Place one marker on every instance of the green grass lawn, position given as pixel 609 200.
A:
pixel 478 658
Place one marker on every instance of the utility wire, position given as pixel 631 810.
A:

##############################

STATED GOAL:
Recast the data above as a Markdown table with the columns "Row" and "Line." Number each line in order and skip any blank lines.

FINISHED EXERCISE:
| Row | Line |
|---|---|
| 1 | Place one marker on every instance of the green grass lawn, position given as pixel 609 200. |
| 2 | A: |
| 3 | pixel 478 658 |
| 4 | Place one marker on every instance of the utility wire, position given as pixel 631 810. |
| 5 | A: |